### Written request
From the checkbox options in the Emerson Radio Form 8-K below, list every rule named and the act each one falls under.

### Text shown
>>>

SECURITIES AND EXCHANGE COMMISSION

WASHINGTON, D.C. 20549

 

 

FORM 8-K

 

 

CURRENT REPORT

PURSUANT TO SECTION 13 OR 15(D)

OF THE SECURITIES EXCHANGE ACT OF 1934

Date of Report (Date of earliest event reported): February 16, 2016

 

 

EMERSON RADIO CORP.

(Exact Name of Registrant as Specified in Charter)

 

 

 

Delaware   001-07731   22-3285224

(State Or Other Jurisdiction

Of Incorporation)

 

(Commission

File Number)

 

(IRS Employer

Identification No.)

 

3 University Plaza, Suite 405, Hackensack, NJ   07601
(Address of Principal Executive Offices)   (Zip Code)

Registrant’s telephone number, including area code: (973) 428-2000

Not Applicable

(Former Address, if changed since Last Report) (Zip Code)

 

 

Check the appropriate box below if the Form 8-K filing is intended to simultaneously satisfy the filing obligation of the registrant under any of the following provisions (see General Instruction A.2. below):

 

¨ Written communications pursuant to Rule 425 under the Securities Act (17 CFR 230.425)

 

¨ Soliciting material pursuant to Rule 14a-12 under the Exchange Act (17 CFR 240.14a-12)

 

¨ Pre-commencement communications pursuant to Rule 14d-2(b) under the Exchange Act (17 CFR 240.14d-2(b))

 

¨ Pre-commencement communications pursuant to Rule 13e-4(c) under the Exchange Act (17 CFR 240.13e-4(c))

 

 

 


Item 5.08 Shareholder Director Nominations.

The Board of Directors of Emerson Radio Corp. (the “Company”) determined that the Company’s annual meeting of stockholders for the year ended March 31, 2016 (the “Annual Meeting”) will be held on March 30, 2016, at a time and location to be determined by the authorized officers and set forth in the Company’s proxy statement for the Annual Meeting, and established February 23, 2016 as the record date for determining stockholders entitled to notice of, and vote at, the Annual Meeting. The Annual Meeting is more than 30 days from the anniversary of the Company’s annual meeting of stockholders for the year ended March 31, 2015, which was held on October 8, 2014. As a result, stockholders of the Company who wish to have a proposal considered for inclusion in the Company’s proxy materials for the Annual Meeting pursuant to Rule 14a-8 under the Securities Exchange Act of 1934, as amended (the “Exchange Act”) must provide written notice to the Company at its corporate headquarters, 3 University Plaza, Suite 405, Hackensack, NJ 07601, on or before March 1, 2016, which the Company has determined to be a reasonable time before it expects to begin to print and mail its proxy materials. Stockholder proposals intended to be considered for inclusion in the Company’s proxy materials for the Annual Meeting must comply with the requirements, including the deadline set forth above as well as all the applicable rules and regulations promulgated by the SEC under the Exchange Act. In addition, pursuant to the Company’s bylaws, stockholders who wish to nominate a person for election as a director at the Annual Meeting must provide written notice to the Company at its corporate headquarters on or before March 10, 2016. Any such written notice must be directed to the attention of the Company’s President or the Chairman of the Board at the Company’s corporate headquarters and must comply with the applicable provisions of the Company’s bylaws, as amended.

<<<

### Data entries
>>>

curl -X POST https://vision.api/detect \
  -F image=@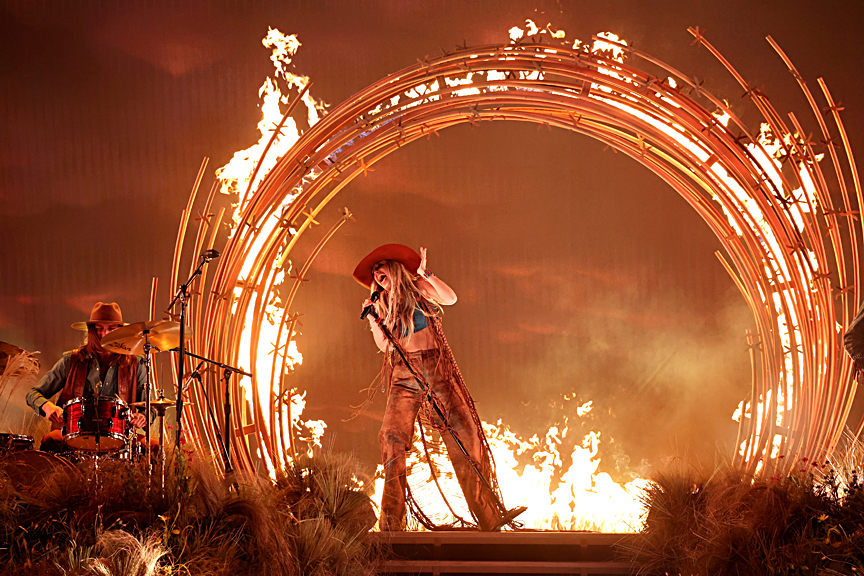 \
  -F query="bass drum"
[0,450,79,492]
[63,398,130,452]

<<<

### Reply
- Rule 425 under the Securities Act (17 CFR 230.425)
- Rule 14a-12 under the Exchange Act (17 CFR 240.14a-12)
- Rule 14d-2(b) under the Exchange Act (17 CFR 240.14d-2(b))
- Rule 13e-4(c) under the Exchange Act (17 CFR 240.13e-4(c))